▸ What is asked
Copy every one of the rows below word for word, with each line unchanged.

▸ Records provided
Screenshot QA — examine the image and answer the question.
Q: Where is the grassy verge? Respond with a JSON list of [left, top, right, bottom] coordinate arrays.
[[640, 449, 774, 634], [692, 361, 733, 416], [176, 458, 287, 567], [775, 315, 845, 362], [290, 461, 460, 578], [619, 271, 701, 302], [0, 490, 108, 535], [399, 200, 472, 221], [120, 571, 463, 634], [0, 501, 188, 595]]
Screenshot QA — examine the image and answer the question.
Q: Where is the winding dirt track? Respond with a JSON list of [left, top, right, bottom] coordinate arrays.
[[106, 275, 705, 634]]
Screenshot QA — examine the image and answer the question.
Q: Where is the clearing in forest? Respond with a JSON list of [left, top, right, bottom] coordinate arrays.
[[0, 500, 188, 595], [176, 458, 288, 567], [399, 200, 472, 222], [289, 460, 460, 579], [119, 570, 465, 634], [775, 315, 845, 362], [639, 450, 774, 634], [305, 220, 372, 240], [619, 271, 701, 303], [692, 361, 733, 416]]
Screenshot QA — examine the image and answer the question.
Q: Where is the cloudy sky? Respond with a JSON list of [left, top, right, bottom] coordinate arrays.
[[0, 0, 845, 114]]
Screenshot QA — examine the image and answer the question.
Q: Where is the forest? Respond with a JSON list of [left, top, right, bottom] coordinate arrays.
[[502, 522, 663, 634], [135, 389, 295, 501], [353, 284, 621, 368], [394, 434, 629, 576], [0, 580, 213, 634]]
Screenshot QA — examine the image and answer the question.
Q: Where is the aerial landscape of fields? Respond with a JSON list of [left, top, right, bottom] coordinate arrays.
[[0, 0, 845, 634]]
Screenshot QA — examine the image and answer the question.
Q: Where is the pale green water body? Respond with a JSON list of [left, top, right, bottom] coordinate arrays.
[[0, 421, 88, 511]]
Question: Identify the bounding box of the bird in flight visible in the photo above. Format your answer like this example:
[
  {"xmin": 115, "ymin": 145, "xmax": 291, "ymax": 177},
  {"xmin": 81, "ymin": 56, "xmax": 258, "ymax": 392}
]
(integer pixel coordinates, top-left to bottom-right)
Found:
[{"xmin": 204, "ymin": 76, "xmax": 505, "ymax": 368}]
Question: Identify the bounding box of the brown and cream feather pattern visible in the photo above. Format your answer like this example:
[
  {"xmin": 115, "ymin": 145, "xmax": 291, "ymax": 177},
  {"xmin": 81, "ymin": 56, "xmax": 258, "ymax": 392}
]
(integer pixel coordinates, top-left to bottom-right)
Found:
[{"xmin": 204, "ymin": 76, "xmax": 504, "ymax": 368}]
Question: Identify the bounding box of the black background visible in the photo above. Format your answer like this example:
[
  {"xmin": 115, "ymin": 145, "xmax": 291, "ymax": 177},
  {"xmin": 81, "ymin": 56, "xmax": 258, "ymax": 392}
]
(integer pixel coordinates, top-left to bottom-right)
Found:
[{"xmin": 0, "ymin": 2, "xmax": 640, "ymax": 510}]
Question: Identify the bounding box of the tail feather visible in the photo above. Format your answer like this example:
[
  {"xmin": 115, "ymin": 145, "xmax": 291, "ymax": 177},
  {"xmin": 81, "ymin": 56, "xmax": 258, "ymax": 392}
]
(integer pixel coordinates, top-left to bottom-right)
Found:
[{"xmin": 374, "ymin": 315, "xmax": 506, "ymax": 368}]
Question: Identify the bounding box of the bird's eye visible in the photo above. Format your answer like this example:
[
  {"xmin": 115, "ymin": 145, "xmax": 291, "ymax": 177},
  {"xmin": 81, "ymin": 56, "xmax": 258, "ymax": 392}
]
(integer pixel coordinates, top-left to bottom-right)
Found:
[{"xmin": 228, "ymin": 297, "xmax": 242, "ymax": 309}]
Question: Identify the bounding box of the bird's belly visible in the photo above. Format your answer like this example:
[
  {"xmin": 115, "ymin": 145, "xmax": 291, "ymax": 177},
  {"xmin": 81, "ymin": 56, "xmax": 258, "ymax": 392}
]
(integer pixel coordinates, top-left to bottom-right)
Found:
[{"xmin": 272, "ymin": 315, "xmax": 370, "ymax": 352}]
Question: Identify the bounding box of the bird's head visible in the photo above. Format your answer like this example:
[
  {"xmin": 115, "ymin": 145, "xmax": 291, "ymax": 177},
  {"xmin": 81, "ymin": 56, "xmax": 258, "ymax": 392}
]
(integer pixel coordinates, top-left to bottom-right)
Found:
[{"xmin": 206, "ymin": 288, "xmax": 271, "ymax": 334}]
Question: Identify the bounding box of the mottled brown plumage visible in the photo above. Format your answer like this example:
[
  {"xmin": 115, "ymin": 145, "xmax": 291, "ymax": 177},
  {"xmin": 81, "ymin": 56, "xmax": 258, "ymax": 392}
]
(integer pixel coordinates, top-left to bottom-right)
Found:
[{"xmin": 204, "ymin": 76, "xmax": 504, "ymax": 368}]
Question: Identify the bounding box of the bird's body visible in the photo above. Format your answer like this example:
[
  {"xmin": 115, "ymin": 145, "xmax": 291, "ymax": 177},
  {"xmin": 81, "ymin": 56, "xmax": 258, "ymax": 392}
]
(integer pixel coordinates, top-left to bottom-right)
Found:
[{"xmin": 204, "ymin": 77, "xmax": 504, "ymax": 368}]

▸ Answer to this problem
Screenshot QA — examine the image and answer the question.
Q: Where is the grassy verge? Respond with a JSON list of [left, top, right, bottom] coordinate arrays.
[[640, 449, 774, 634], [692, 361, 733, 416], [176, 458, 287, 567], [775, 315, 845, 362], [290, 461, 460, 578], [619, 271, 701, 302], [0, 490, 108, 535], [399, 200, 472, 221], [120, 571, 463, 634], [0, 501, 188, 595]]
Screenshot QA — examine the image and answer the question.
Q: Where is the winding dirt track? Respond with a JSON list of [left, top, right, bottom] coordinate arrays.
[[106, 275, 705, 634]]
Screenshot QA — examine the image and answer the question.
Q: Where is the clearing in forest? Respond with a JSON list of [left, top, right, bottom] coordinate arrays.
[[0, 500, 188, 595], [176, 458, 288, 567], [399, 200, 472, 222], [289, 460, 460, 579], [119, 570, 465, 634], [775, 315, 845, 362], [639, 450, 774, 634], [305, 220, 372, 240], [619, 271, 701, 303], [692, 361, 733, 416]]
Screenshot QA — examine the image and answer the question.
Q: Where is the cloudy sky? Respond with a JSON list of [left, top, right, bottom] coordinate arrays.
[[0, 0, 845, 114]]
Screenshot QA — examine the image and answer the question.
Q: Where is the forest? Respond with a JSON list of [left, top, right, bottom] coordinate arrays.
[[502, 522, 663, 634], [135, 389, 295, 501], [353, 284, 621, 368], [394, 434, 629, 576], [0, 580, 213, 634]]
Screenshot QA — examine the image and answer the question.
Q: Where is the aerial landscape of fields? Respond with a JSON list of [left, top, right, bottom] coordinate arrays.
[[0, 0, 845, 634]]
Screenshot QA — examine the image and answer the question.
Q: Where is the pale green water body? Respond with a JSON list of [left, top, right, bottom] coordinate arrays.
[[0, 421, 88, 511]]
Question: Identify the bounding box of the bird in flight visible in the photo above. Format your answer like this example:
[
  {"xmin": 115, "ymin": 145, "xmax": 291, "ymax": 177},
  {"xmin": 81, "ymin": 56, "xmax": 258, "ymax": 392}
]
(integer pixel coordinates, top-left to bottom-right)
Found:
[{"xmin": 204, "ymin": 76, "xmax": 505, "ymax": 368}]
Question: Identify the bounding box of the brown and cream feather pattern visible in the photo above. Format your answer like this example:
[
  {"xmin": 115, "ymin": 145, "xmax": 291, "ymax": 177},
  {"xmin": 81, "ymin": 56, "xmax": 258, "ymax": 392}
]
(integer pixel coordinates, top-left to bottom-right)
Found:
[{"xmin": 204, "ymin": 76, "xmax": 504, "ymax": 368}]
Question: Identify the bounding box of the black background visible in the photo above. Format your answer like this example:
[
  {"xmin": 115, "ymin": 145, "xmax": 291, "ymax": 177},
  {"xmin": 81, "ymin": 56, "xmax": 258, "ymax": 392}
]
(integer pixel coordinates, top-left to bottom-right)
Found:
[{"xmin": 0, "ymin": 2, "xmax": 640, "ymax": 510}]
Question: Identify the bounding box of the tail feather visible in the photo above. Format your answer like this example:
[
  {"xmin": 115, "ymin": 145, "xmax": 291, "ymax": 177},
  {"xmin": 81, "ymin": 56, "xmax": 258, "ymax": 392}
]
(integer pixel coordinates, top-left to bottom-right)
Found:
[{"xmin": 374, "ymin": 315, "xmax": 506, "ymax": 368}]
Question: Identify the bounding box of the bird's eye visible in the photo above. Format your answer like this example:
[
  {"xmin": 115, "ymin": 145, "xmax": 291, "ymax": 177},
  {"xmin": 81, "ymin": 56, "xmax": 258, "ymax": 392}
]
(integer pixel coordinates, top-left to bottom-right)
Found:
[{"xmin": 228, "ymin": 297, "xmax": 242, "ymax": 309}]
Question: Identify the bounding box of the bird's belly visible in the photo above. Format your answer like this example:
[
  {"xmin": 115, "ymin": 145, "xmax": 291, "ymax": 177},
  {"xmin": 81, "ymin": 56, "xmax": 258, "ymax": 392}
]
(integer pixel coordinates, top-left to bottom-right)
Found:
[{"xmin": 272, "ymin": 315, "xmax": 370, "ymax": 352}]
Question: Identify the bounding box of the bird's head visible in the photo above. Format your answer like this example:
[
  {"xmin": 115, "ymin": 145, "xmax": 291, "ymax": 177},
  {"xmin": 81, "ymin": 56, "xmax": 258, "ymax": 392}
]
(integer pixel coordinates, top-left to bottom-right)
Found:
[{"xmin": 206, "ymin": 288, "xmax": 271, "ymax": 334}]
Question: Identify the bounding box of the mottled brown plumage visible in the photo above. Format your answer like this example:
[
  {"xmin": 115, "ymin": 145, "xmax": 291, "ymax": 177},
  {"xmin": 81, "ymin": 56, "xmax": 258, "ymax": 392}
]
(integer pixel coordinates, top-left to bottom-right)
Found:
[{"xmin": 204, "ymin": 76, "xmax": 504, "ymax": 368}]
Question: Identify the bounding box of the bird's body visible in the photo above. Format your answer like this example:
[
  {"xmin": 115, "ymin": 145, "xmax": 291, "ymax": 177},
  {"xmin": 81, "ymin": 56, "xmax": 258, "ymax": 392}
]
(integer pixel coordinates, top-left to bottom-right)
Found:
[{"xmin": 204, "ymin": 77, "xmax": 504, "ymax": 368}]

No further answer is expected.